--- Start Given records ---
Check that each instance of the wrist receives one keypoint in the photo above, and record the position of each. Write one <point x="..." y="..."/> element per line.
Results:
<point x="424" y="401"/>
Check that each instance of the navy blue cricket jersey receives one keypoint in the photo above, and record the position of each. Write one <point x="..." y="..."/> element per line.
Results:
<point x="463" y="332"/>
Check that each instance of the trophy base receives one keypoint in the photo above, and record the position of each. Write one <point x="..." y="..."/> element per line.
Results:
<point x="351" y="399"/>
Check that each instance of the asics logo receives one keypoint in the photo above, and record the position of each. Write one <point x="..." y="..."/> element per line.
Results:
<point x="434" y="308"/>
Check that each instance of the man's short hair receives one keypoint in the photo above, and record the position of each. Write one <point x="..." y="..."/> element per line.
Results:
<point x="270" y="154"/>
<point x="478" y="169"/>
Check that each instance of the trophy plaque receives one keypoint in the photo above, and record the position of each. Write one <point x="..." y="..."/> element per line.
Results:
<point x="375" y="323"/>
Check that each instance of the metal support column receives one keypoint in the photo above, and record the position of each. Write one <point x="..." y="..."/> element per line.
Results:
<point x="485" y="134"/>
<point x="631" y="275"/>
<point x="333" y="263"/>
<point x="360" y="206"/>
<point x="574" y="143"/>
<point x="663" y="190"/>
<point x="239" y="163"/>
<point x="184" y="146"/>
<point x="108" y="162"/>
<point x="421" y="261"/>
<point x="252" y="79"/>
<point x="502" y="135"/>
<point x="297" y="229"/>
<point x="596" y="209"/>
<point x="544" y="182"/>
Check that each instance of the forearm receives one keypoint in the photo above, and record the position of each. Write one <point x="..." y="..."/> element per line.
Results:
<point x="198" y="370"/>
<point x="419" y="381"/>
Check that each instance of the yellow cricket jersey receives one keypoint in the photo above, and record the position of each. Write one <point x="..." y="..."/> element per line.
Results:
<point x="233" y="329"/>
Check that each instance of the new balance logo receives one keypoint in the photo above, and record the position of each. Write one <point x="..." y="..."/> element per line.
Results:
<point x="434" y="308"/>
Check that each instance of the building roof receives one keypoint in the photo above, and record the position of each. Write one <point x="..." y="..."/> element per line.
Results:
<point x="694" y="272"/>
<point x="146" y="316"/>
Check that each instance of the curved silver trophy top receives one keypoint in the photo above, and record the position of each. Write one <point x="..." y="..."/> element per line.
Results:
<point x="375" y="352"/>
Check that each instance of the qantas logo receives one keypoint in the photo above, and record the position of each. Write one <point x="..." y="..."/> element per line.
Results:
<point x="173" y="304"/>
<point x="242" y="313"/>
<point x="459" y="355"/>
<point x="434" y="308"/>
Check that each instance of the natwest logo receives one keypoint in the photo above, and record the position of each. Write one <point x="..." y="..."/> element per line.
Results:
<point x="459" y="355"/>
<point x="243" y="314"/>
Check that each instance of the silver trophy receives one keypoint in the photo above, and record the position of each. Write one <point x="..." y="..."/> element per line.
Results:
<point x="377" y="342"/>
--- End Given records ---
• **Problem statement**
Copy the entries again, requests included, from the line with "Check that each instance of the qantas" up to and including the last line of the entries. Multiply every x and y coordinate in the answers by 0.2 and round each to a whole number, with halves rounded up.

• **Full response**
Check that each instance of the qantas logo receives one keypoint in the photo above, and record the position of each. Write one <point x="..." y="..."/> element per line.
Results:
<point x="35" y="61"/>
<point x="48" y="63"/>
<point x="92" y="71"/>
<point x="87" y="62"/>
Check that each instance of the natwest logo receives one keypoint in the photo above, and record the position of each. Write one <point x="..." y="..."/> element per line.
Results:
<point x="92" y="71"/>
<point x="49" y="63"/>
Check that each instance of the silver trophy receives one keypoint in the photo above, and record the position of each. Write one <point x="..." y="..."/> element per line.
Results:
<point x="75" y="68"/>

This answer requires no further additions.